### QUOTED PASSAGE
I.
do you ever notice how you sometimes don’t notice that things are getting Bad until the sun goes down? (idek what those words mean)
- [09:55:17 PM]
I don’t journal my mental breakdowns; I tweet them.
When I can’t manage to get up from the bed even for long enough to turn the lights off, or when I’ve been there so long that the day has descended to darkness without having turned them on in the first place, it’s the light of my phone screen that illuminates my face, cutting harsh lines across my pupils and the bridge of my nose. My hands might tremble, but the pads of my fingers are steady as I hit the nonexistent buttons I’ve memorized by touch, more familiar than my own body. I let the letters fall into place and then I gently tap the blue rounded square and then it’s out there, throbbing like a papercut behind the glass.
II.
i keep telling myself things have changed, that i’m feeling better, but then i always end up writing the same sad shit here 1 way or another
- [11:24:06 PM]
Sometimes it helps to have a record; other times, it just seems like a mockery. But most of the time, it feels like a shout into the void.
Then again, isn’t that the case for all coping mechanisms?

### TO-DO LIST
1 - Duplicate everything in the passage about tweeting breakdowns from "When I can’t" down to "behind the glass.".
2 - List each part of the body named in the passage about tweeting breakdowns, not counting the general word "body".
3 - Answer these on the passage about tweeting breakdowns:
(a) What time is shown under the first tweet?
(b) What color is the rounded square that gets tapped?
(c) What does having a record feel like most of the time?

### INFORMATION SUPPLIED

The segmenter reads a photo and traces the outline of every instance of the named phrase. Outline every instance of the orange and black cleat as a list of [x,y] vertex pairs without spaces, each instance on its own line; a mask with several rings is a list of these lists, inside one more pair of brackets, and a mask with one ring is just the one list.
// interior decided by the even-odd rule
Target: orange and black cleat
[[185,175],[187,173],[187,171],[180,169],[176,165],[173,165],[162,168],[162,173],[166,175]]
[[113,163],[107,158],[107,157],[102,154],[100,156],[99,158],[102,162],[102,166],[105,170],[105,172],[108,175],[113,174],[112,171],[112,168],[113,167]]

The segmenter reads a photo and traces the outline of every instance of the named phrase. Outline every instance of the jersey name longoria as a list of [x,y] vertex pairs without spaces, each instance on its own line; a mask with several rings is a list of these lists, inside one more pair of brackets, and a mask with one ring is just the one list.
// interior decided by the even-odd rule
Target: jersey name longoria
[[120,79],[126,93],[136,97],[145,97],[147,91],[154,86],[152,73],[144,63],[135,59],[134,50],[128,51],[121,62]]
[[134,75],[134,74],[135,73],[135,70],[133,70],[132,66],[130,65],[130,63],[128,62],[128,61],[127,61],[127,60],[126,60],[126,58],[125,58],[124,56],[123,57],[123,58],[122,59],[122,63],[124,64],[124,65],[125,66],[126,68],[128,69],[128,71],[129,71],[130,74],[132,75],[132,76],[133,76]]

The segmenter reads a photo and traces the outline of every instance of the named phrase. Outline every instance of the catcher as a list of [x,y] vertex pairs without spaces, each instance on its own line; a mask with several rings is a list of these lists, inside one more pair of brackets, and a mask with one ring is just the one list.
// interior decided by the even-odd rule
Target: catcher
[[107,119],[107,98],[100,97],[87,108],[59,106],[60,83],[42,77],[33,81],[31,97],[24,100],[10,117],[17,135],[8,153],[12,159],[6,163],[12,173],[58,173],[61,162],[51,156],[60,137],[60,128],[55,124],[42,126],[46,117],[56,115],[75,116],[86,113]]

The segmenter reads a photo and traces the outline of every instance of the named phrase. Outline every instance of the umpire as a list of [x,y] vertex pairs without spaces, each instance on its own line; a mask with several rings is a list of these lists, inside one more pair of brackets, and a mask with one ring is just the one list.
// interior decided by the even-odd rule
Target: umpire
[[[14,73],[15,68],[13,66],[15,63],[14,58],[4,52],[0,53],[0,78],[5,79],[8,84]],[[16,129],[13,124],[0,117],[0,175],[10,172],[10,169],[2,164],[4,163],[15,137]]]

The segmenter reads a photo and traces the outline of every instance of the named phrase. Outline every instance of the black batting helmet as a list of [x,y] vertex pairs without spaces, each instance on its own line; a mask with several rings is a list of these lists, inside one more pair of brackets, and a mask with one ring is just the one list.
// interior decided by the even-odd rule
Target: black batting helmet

### TASK SOLUTIONS
1 -
When I can’t manage to get up from the bed even for long enough to turn the lights off, or when I’ve been there so long that the day has descended to darkness without having turned them on in the first place, it’s the light of my phone screen that illuminates my face, cutting harsh lines across my pupils and the bridge of my nose. My hands might tremble, but the pads of my fingers are steady as I hit the nonexistent buttons I’ve memorized by touch, more familiar than my own body. I let the letters fall into place and then I gently tap the blue rounded square and then it’s out there, throbbing like a papercut behind the glass.

2 -
face
pupils
bridge of the nose
hands
pads of the fingers

3 -
(a) 09:55:17 PM
(b) Blue
(c) A shout into the void